By Eric Vandenbroeck and co-workers
Three Children Were Killed in Another
Suicide Blast
Three children were
among at least five people killed when a suicide bomber struck an army school
bus in Pakistan's restive Balochistan province, the military said on Wednesday,
in an attack that Pakistan blamed on Indian proxies.
About 40 students
were on the bus, which was headed to an army-run school, and several sustained
injuries, said Yasir Iqbal, administrator of Khuzdar district, where the
incident took place.
Pakistan's military
and Prime Minister Shehbaz Sharif swiftly condemned the violence and accused
"Indian terror proxies" of involvement, although they did not share
any evidence linking the attack to New Delhi.
"Planners,
abettors and executors of this cowardly Indian-sponsored attack will be hunted
down and brought to justice," the military's media wing said.
India rejected
Pakistan's accusations.
"To divert
attention from its reputation as the global epicenter of terrorism and to hide
its gross failings, it has become second nature for Pakistan to blame India for
all its internal issues," the Foreign Ministry said in a statement.
India also declared
an official of the Pakistan High Commission in New Delhi persona non grata,
the second such expulsion in a week, for "indulging in
activities not in keeping with his official status."
* * *
Exercise task 1: In the article on the Khuzdar school bus attack, who was the administrator of the district where it took place?
Exercise task 2: Please carry on the article on the Khuzdar school bus attack, picking up after its final sentence.
* * *
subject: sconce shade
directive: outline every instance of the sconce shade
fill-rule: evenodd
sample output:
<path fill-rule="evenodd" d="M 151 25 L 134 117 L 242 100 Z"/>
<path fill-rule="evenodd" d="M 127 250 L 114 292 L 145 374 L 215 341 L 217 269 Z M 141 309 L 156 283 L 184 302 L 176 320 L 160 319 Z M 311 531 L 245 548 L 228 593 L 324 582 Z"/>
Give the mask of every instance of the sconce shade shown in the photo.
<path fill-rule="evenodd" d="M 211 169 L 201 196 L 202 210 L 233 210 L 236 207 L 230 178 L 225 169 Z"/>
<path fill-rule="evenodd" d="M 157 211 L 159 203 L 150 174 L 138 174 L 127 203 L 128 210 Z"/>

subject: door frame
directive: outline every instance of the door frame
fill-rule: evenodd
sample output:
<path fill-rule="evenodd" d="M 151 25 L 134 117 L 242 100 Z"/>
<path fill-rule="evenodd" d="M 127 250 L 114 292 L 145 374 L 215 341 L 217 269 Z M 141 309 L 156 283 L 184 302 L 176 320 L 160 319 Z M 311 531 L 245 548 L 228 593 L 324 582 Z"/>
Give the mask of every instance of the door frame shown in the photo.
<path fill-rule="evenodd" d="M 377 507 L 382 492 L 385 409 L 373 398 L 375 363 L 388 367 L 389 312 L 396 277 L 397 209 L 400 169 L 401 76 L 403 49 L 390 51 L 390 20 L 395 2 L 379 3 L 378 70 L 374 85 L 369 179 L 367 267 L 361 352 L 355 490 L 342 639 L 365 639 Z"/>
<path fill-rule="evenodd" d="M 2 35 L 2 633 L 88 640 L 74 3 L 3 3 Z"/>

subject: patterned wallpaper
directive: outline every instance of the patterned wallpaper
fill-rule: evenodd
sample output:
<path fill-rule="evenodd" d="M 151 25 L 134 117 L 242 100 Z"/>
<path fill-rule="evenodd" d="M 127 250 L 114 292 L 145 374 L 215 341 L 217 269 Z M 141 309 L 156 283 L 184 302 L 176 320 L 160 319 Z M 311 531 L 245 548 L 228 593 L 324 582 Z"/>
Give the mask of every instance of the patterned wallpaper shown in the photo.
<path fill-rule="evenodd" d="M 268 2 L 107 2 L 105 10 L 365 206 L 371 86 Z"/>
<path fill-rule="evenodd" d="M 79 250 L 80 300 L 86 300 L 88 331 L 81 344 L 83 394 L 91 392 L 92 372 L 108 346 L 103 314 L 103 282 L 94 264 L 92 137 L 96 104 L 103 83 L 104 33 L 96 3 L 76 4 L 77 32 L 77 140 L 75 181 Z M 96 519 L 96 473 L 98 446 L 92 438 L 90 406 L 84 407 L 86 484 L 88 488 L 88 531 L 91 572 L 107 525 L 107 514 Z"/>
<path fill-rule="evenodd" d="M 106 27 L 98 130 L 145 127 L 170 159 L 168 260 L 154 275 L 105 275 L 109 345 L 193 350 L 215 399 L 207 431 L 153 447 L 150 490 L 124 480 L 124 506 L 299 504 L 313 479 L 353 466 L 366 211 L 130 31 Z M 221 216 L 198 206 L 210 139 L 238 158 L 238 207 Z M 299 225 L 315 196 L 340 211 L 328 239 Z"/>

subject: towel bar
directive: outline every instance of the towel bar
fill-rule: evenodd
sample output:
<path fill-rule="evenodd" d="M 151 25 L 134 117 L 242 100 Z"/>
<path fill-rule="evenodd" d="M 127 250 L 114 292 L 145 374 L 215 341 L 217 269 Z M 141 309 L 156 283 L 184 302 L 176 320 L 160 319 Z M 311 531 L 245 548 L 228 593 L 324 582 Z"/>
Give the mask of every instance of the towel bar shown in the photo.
* * *
Task answer 1: Yasir Iqbal

Task answer 2:
The Pakistani charge
d'affaires was summoned and given a warning to ensure that Pakistani officials
do not misuse their privileges and status, the ministry added.
People carry pictures
of the children who were killed after a suicide bomber struck an army school
bus in Khuzdar district, as they gather in their memory, in Karachi, Pakistan,
May 21, 2025.
Pakistan's Foreign
Ministry made a similar move early on Thursday as an official of the Indian
High Commission in Islamabad was declared persona non grata, it said in a
statement posted on social media.
The Indian charge
d'affaires was summoned to Pakistan's Foreign Ministry to stress that Indian
officials in Pakistan should not "misuse their privileges and status in
any manner," the statement added.
Tensions remain high
after India and Pakistan agreed to a ceasefire on May 10. Diplomats have warned
that the truce is fragile, following the most dramatic
escalation of
hostilities between the nuclear-armed neighbors in decades.
Both have traded
accusations of supporting militancy on each other's soil - a charge that each
denies. The latest escalation, in which the two countries traded missiles, was
sparked when India accused Pakistan of supporting a militant assault on
tourists in the Indian portion of the contested region of Kashmir. Islamabad
denies any involvement.
In Wednesday's attack
in Balochistan, at least three children and two
adults were killed, the army said. Local television showed images of three dead
girls from middle and high school.
No group immediately
claimed responsibility for the blast, reminiscent of an attack on a military
school in the northern city of Peshawar in 2014 that killed more than 130
children.
That attack was
claimed by the Tehreek-e-Taliban Pakistan, an ultra-radical Islamist militant
group.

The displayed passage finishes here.